▸ What to produce
Copy out the part of the listing that opens with the line containing "Can you find the glasses" and closes with the line containing "x=477, y=324", repeating those lines word for word.
Start Data section
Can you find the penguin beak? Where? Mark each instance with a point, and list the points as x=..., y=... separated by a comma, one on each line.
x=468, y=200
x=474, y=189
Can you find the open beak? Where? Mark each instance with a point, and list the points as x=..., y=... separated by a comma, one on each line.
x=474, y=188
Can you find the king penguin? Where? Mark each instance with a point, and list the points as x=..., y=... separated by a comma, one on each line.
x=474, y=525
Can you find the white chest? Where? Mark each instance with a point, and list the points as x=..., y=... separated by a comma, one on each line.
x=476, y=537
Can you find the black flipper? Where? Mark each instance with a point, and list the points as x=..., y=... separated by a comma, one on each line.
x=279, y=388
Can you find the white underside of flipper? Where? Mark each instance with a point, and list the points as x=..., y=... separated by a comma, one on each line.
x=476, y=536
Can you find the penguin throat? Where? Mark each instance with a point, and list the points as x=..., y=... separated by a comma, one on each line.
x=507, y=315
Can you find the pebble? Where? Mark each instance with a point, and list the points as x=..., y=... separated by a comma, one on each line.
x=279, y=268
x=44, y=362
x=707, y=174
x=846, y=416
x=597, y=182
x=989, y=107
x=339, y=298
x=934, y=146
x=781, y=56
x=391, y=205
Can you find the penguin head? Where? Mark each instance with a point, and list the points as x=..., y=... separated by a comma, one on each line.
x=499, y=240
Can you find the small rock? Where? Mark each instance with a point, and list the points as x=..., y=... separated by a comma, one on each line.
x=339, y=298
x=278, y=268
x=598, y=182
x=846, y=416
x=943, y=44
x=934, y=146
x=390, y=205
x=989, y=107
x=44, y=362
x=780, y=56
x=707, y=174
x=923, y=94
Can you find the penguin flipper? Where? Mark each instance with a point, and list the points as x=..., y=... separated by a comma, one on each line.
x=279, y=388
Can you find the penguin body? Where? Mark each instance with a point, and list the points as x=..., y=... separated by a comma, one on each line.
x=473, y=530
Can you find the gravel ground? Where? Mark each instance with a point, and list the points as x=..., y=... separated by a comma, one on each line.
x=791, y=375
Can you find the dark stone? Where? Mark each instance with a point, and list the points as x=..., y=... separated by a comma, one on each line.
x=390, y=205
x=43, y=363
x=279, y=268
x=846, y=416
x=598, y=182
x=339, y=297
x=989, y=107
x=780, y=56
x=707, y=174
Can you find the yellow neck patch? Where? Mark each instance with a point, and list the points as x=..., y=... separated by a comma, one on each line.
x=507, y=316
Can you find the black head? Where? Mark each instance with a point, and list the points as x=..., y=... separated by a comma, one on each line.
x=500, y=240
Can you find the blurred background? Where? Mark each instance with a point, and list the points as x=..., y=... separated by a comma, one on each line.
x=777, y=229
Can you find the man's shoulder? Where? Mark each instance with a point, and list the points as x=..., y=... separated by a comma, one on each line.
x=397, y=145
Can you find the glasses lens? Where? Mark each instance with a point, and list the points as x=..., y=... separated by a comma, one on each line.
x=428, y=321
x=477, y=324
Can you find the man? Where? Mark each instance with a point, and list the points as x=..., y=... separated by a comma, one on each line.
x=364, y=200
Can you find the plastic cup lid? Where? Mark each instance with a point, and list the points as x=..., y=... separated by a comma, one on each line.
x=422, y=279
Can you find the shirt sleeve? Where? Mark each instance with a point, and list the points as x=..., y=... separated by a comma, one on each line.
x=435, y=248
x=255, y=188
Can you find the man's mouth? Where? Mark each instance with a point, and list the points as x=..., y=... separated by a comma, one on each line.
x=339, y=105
End Data section
▸ Solution below
Can you find the glasses lens? Where? Mark each instance with a point, and list the points as x=..., y=... separated by a comma, one on each line.
x=428, y=321
x=477, y=324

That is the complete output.